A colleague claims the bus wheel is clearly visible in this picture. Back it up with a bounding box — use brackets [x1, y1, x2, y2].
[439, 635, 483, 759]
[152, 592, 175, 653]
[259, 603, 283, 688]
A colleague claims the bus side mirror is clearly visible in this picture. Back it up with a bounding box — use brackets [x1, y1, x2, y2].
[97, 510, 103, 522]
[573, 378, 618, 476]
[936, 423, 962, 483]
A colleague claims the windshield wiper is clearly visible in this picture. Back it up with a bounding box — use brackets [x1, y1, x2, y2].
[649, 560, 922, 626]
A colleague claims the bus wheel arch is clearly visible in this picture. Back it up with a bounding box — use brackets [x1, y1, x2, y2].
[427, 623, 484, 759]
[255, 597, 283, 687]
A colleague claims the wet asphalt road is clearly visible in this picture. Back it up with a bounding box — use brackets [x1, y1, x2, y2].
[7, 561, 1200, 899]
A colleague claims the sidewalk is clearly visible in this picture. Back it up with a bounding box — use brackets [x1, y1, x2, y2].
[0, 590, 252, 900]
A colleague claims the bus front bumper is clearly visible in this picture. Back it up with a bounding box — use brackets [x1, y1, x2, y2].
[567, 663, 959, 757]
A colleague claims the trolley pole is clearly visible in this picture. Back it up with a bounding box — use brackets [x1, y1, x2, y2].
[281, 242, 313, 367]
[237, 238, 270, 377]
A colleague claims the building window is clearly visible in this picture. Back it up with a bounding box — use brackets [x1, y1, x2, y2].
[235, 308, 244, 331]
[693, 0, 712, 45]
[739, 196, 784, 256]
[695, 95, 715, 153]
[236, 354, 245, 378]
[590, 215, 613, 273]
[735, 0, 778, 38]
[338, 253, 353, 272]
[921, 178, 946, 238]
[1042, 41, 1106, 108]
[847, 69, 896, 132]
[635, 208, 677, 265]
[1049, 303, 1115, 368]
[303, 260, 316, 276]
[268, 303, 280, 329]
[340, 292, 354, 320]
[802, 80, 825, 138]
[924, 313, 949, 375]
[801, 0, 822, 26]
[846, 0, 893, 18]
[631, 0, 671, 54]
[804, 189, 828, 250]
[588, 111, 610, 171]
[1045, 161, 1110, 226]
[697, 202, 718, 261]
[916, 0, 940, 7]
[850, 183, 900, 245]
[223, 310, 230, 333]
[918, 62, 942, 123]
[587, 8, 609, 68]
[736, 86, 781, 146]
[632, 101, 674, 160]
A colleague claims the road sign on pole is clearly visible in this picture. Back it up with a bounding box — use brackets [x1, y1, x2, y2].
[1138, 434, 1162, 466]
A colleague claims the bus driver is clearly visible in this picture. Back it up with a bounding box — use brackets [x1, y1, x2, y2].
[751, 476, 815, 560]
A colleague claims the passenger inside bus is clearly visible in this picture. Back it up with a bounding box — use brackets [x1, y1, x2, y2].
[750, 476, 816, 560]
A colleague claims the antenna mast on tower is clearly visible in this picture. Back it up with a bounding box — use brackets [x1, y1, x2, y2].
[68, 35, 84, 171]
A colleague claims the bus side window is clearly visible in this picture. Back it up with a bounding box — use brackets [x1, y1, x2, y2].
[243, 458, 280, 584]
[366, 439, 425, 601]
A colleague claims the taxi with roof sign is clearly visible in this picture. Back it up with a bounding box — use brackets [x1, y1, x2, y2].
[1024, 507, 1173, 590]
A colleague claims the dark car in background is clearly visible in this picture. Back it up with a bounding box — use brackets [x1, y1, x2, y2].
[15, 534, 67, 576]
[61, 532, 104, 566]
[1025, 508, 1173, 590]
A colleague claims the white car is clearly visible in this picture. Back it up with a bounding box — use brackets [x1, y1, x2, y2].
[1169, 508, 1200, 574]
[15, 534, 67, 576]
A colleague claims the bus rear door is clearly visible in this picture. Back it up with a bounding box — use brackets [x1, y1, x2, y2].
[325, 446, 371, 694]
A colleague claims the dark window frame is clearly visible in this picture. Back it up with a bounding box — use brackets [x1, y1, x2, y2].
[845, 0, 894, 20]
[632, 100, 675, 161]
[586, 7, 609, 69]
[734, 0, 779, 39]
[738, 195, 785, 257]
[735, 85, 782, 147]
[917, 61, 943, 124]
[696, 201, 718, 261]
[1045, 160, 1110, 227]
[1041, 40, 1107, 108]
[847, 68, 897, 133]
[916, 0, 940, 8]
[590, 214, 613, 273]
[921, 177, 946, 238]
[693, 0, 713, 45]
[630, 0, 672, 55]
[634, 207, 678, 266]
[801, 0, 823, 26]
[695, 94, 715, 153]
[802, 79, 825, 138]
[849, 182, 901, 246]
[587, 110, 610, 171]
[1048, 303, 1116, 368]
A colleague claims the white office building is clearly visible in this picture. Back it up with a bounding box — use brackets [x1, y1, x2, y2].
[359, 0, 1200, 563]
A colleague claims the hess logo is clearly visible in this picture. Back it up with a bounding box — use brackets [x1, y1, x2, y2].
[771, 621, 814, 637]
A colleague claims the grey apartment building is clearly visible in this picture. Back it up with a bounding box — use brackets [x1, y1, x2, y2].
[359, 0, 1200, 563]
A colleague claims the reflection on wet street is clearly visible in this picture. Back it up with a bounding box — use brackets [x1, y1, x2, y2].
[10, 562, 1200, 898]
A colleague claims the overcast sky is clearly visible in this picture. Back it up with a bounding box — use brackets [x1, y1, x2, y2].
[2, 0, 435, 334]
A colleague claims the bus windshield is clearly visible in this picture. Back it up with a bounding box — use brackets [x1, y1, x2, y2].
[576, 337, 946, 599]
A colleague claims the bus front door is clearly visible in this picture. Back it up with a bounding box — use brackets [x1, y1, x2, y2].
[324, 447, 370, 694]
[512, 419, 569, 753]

*****

* [Problem description]: An unaltered transcription of all the data above is needed.

* [Answer for this exercise]:
A colleague claims the bus wheel is clearly visible in this picture. Back it up with a bounding box — use brackets [x1, y1, x2, y2].
[439, 635, 483, 759]
[152, 592, 175, 653]
[259, 603, 283, 688]
A colleague claims the bus side mirror is clearly visible in this picture. Back it up with a bounding box — use brackets [x1, y1, x2, y2].
[97, 510, 103, 522]
[573, 378, 618, 476]
[936, 423, 962, 483]
A colleague claims the windshield wiper is clearly visible in this picture. Back it up with a bounding box — use brackets [x1, y1, x2, y2].
[649, 560, 922, 626]
A colleague claims the bus wheel arch is clearly visible in this picture. Back it up with a bounding box — use brackets [x1, y1, x2, y2].
[427, 623, 484, 759]
[255, 597, 283, 687]
A colleague claims the wet asphalt road is clearly visible in this picture. Back it up with a bounding box — use brackets [x1, y1, x2, y2].
[7, 561, 1200, 899]
A colleague claims the sidewalk is clearly visible in this picture. Back it up with a bounding box — use brackets [x1, y1, x2, y2].
[0, 590, 252, 900]
A colleague claims the bus front bumper is clearly visible in this picture. Back it up with a bounding box — use brackets [x1, y1, x2, y2].
[567, 663, 959, 757]
A colleague claims the trolley pole is clearly visible in this picture. Back it up with a bounding box — use brackets [x1, y1, x2, y2].
[281, 242, 313, 367]
[237, 238, 270, 377]
A colleague claims the building window is clearly visible in this picture. Back it up with a bounding box — use brackets [x1, y1, x2, y2].
[235, 308, 244, 331]
[693, 0, 712, 45]
[739, 196, 784, 256]
[695, 95, 715, 153]
[236, 354, 245, 378]
[590, 215, 613, 273]
[735, 0, 778, 38]
[338, 253, 353, 272]
[921, 178, 946, 238]
[1042, 41, 1106, 108]
[847, 69, 896, 132]
[635, 208, 677, 265]
[1049, 303, 1115, 368]
[303, 260, 316, 276]
[268, 303, 280, 329]
[340, 292, 354, 320]
[802, 80, 825, 138]
[924, 313, 949, 375]
[801, 0, 822, 26]
[846, 0, 893, 18]
[631, 0, 671, 54]
[804, 189, 828, 250]
[588, 111, 610, 171]
[1045, 161, 1110, 226]
[697, 202, 718, 261]
[916, 0, 940, 7]
[850, 183, 900, 245]
[223, 310, 230, 333]
[918, 62, 942, 123]
[587, 8, 609, 68]
[736, 86, 781, 146]
[632, 101, 674, 160]
A colleague claims the road sign on pole is clearly visible in this picture. Back it up with a bounding box — use brackets [x1, y1, x2, y2].
[1138, 434, 1162, 466]
A colleague claims the bus driver is clearly visible in this picture. Back it up with a bounding box — use brackets [x1, y1, x2, y2].
[751, 476, 815, 560]
A colleague claims the passenger inside bus is clearly visible in this picture. Back it up with a bounding box — use brackets [x1, y1, x2, y2].
[750, 476, 816, 560]
A colleague claims the antenna mast on tower is clearly visible in this picture. Back it up with a bounding box — use brackets [x1, y1, x2, y2].
[68, 35, 84, 171]
A colleague claims the bus side window is clearly visible in this picture. Back it up with a bounding box — use brackets [x1, y1, x2, y2].
[243, 458, 280, 584]
[366, 439, 425, 601]
A colleague claims the taxi with roof sign is clearly visible in this picture. Back it up with a bounding box — use brackets [x1, y1, x2, y2].
[1024, 507, 1173, 590]
A colleague claims the dark car in background is clearly visible in this picture. Back it up with a bounding box — use brackets [x1, y1, x2, y2].
[15, 534, 67, 576]
[61, 532, 104, 566]
[1025, 508, 1173, 590]
A colleague claims the white car is clearly visible in this picture. Back it up with a bounding box — use brackets [x1, y1, x2, y2].
[1169, 508, 1200, 574]
[15, 534, 67, 576]
A colleague claims the bus rear door is clearly visible in this picture. Back it up with a bounding box — use brackets [x1, y1, x2, y2].
[325, 446, 371, 694]
A colleague claims the dark window frame is clearly visible in this picture. Back it up with a bounding box — use brackets [x1, y1, x2, y2].
[845, 0, 894, 20]
[632, 100, 675, 161]
[586, 7, 609, 69]
[734, 0, 779, 39]
[738, 195, 785, 257]
[735, 85, 782, 147]
[917, 61, 943, 124]
[696, 201, 718, 261]
[1045, 160, 1110, 227]
[1041, 40, 1107, 108]
[847, 68, 897, 133]
[916, 0, 940, 8]
[590, 214, 613, 273]
[921, 177, 946, 238]
[693, 0, 713, 45]
[630, 0, 672, 55]
[634, 207, 678, 266]
[801, 0, 823, 26]
[695, 94, 715, 153]
[802, 79, 825, 138]
[849, 182, 901, 246]
[587, 110, 610, 171]
[1048, 303, 1116, 368]
A colleague claims the white office building is clearly visible in this picture. Back it up with a bounding box — use brackets [x1, y1, x2, y2].
[359, 0, 1200, 563]
A colleague claims the hess logo is clearly visible in this picture. Back it up with a bounding box — use brackets [x1, y1, x2, y2].
[771, 621, 814, 637]
A colleague claims the grey apartment building is clearly visible in this picture. Back it up with a bounding box — use brackets [x1, y1, x2, y2].
[359, 0, 1200, 563]
A colleague claims the reflection on wet street is clearly visible in this picture. Back it up with a bounding box — use brackets [x1, y1, x2, y2].
[10, 562, 1200, 898]
A colleague claims the overcast sky is clearly visible in this picture. Back it up with a bounding box — use brackets [x1, y1, x2, y2].
[2, 0, 435, 334]
A colleague claims the bus windshield is clearly visible in this picture. Back it up with a bounding box — use brackets [x1, y1, x2, y2].
[576, 337, 946, 599]
A colleague claims the bus front door is clearly visible in this picture. Back it up with a bounding box — use brackets [x1, y1, x2, y2].
[324, 447, 370, 694]
[512, 419, 569, 753]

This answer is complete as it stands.